*** Exercise data ***

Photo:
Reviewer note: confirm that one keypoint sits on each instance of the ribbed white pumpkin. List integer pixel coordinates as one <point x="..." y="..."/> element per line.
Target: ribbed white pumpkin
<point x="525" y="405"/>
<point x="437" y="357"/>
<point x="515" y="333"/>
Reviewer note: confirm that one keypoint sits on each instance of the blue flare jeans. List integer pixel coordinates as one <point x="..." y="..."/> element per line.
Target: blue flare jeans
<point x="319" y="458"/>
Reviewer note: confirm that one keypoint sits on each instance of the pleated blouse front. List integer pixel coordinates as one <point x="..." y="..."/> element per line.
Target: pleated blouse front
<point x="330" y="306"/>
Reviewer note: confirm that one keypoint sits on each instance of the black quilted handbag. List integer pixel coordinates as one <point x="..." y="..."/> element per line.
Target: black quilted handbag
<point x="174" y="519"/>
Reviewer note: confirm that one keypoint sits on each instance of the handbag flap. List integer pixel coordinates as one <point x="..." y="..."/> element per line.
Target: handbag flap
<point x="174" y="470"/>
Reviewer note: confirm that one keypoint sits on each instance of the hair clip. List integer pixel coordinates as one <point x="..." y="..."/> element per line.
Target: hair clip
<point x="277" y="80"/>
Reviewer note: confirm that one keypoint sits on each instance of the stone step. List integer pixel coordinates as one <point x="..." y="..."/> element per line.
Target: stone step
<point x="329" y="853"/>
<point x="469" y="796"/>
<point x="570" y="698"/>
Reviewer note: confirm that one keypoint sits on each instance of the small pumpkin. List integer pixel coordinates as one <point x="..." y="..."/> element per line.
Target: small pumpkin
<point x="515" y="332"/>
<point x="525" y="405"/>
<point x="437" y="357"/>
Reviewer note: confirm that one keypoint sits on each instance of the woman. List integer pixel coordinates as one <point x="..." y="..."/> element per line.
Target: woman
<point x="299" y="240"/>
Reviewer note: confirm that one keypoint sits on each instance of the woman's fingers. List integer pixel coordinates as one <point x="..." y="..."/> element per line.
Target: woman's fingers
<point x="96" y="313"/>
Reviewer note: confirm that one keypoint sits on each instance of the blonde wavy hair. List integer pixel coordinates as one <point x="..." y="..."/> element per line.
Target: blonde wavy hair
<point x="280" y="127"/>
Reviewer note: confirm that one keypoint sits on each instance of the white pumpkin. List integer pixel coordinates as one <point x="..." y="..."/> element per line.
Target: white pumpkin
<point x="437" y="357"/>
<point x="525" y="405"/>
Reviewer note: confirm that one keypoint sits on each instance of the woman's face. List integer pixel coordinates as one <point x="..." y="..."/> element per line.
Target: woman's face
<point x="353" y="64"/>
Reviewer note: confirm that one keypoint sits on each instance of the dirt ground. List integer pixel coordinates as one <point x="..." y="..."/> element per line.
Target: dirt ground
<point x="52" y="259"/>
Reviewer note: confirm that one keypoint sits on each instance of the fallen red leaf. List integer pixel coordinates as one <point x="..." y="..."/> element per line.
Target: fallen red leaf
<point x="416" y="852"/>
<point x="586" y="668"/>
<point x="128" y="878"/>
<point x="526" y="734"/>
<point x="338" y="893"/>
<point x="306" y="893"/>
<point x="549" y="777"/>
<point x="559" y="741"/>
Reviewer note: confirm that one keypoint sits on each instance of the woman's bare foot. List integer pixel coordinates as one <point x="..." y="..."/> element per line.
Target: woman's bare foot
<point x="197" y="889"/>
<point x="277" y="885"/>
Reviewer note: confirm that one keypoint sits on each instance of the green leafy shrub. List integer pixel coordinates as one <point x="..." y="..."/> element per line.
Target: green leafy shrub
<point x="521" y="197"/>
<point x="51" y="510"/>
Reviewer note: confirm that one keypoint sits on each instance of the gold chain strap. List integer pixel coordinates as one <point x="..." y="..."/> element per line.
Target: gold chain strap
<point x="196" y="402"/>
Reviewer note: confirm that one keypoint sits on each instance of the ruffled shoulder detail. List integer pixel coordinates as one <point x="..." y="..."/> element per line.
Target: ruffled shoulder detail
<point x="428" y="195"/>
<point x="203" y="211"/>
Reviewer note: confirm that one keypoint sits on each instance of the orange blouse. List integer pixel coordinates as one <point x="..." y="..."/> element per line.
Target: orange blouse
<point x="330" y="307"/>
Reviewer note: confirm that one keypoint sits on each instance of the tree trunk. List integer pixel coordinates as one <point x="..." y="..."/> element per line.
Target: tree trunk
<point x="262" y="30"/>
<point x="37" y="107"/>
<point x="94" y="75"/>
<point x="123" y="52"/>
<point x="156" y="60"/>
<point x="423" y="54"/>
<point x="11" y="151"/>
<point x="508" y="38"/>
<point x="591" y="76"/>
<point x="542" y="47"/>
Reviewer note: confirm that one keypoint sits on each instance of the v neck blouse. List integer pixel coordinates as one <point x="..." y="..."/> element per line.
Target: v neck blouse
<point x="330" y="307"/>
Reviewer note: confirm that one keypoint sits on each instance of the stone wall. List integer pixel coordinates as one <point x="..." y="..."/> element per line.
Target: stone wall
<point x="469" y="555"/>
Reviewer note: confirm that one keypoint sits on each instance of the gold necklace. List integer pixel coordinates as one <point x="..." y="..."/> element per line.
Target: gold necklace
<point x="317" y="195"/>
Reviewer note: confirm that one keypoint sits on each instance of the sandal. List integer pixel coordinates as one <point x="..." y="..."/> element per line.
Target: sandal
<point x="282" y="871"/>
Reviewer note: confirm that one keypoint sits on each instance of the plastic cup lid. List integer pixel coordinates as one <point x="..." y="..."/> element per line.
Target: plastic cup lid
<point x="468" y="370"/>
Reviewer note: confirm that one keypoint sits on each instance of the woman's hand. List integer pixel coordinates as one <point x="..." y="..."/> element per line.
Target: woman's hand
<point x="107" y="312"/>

*** End of Exercise data ***

*Work task:* Taking the entries above, restate exactly those lines that fall between the line with "the stone step." and the line with "of the blonde", keeping both of those lines too.

*Answer area:*
Reviewer note: confirm that one keypoint sits on each instance of the stone step. List integer pixel coordinates as one <point x="..." y="..."/> element per line.
Target: stone step
<point x="329" y="853"/>
<point x="469" y="796"/>
<point x="570" y="698"/>
Reviewer note: confirm that one keypoint sits on each instance of the small pumpkin. List integer pixel coordinates as one <point x="..." y="..."/> element per line.
Target: small pumpkin
<point x="515" y="332"/>
<point x="525" y="405"/>
<point x="437" y="357"/>
Reviewer note: confirm that one keypoint sits on each instance of the woman. List integer pixel coordinates as one <point x="..." y="..."/> element per line.
Target: woman
<point x="299" y="240"/>
Reviewer note: confirm that one keypoint sits on each instance of the woman's fingers. List integer pixel coordinates as one <point x="..." y="..."/> element per line.
Target: woman's fingers
<point x="96" y="313"/>
Reviewer note: confirm that one keypoint sits on each instance of the blonde wavy hair. List integer pixel coordinates as one <point x="..." y="..."/> element per line.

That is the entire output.